■ Problem to solve
How many lines in the entries below contain the string "wall"? Reply with the number alone.

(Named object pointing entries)
::::::::::
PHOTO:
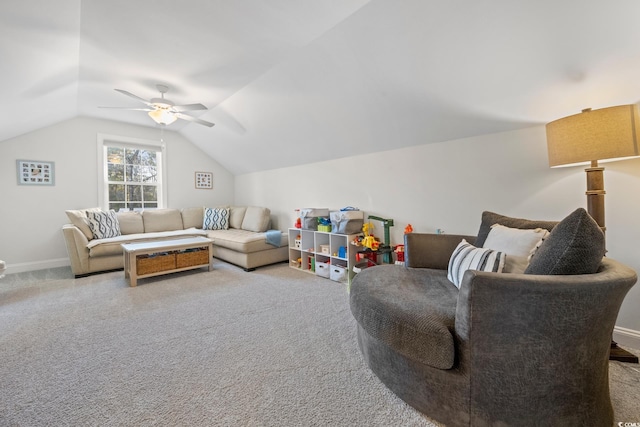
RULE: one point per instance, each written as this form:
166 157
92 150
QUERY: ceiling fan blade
193 119
131 109
124 92
189 107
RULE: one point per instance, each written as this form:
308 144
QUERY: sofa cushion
161 220
243 240
130 222
79 218
490 218
575 246
215 219
468 257
515 241
236 216
103 224
415 316
192 217
256 219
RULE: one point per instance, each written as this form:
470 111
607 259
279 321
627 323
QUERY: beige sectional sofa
243 243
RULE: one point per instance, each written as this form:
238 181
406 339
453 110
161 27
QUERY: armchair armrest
76 243
422 250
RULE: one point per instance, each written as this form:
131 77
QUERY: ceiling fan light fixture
162 116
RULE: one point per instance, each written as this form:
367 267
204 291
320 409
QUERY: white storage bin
322 269
338 273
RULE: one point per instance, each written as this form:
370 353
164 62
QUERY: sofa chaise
527 347
242 240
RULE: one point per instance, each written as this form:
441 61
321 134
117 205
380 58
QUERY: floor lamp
606 134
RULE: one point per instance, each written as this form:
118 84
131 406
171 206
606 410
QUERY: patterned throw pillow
216 219
103 224
468 257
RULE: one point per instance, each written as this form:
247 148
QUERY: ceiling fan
163 111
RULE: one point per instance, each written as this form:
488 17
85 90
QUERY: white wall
31 218
448 185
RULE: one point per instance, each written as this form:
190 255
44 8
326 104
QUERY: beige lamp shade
607 133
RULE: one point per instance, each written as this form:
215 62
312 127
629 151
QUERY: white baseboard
21 267
626 337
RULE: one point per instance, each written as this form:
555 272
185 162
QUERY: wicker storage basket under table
192 257
146 259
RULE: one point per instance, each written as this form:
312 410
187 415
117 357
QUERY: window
131 175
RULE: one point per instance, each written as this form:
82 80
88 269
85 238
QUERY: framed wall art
204 180
35 172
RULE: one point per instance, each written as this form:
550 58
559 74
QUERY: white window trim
104 139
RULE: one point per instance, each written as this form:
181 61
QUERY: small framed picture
35 172
204 180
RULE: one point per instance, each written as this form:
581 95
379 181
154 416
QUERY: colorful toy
369 240
399 251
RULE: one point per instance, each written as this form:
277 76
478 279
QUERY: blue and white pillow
216 219
468 257
103 224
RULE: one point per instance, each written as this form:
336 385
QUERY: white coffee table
148 259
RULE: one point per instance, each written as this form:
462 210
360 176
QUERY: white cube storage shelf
318 252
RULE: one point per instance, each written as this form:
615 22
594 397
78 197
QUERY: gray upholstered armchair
504 348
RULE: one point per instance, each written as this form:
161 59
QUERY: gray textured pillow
575 246
490 218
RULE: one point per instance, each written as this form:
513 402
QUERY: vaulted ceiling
298 81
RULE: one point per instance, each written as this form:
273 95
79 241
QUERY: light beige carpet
274 347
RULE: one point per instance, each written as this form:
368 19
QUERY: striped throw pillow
216 219
468 257
104 224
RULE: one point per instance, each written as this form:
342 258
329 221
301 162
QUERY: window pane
150 193
127 168
148 174
134 193
116 192
115 172
115 155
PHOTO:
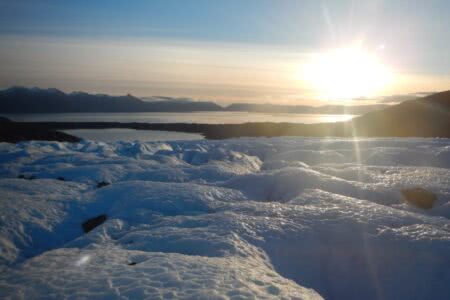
::::::::::
■ Result
2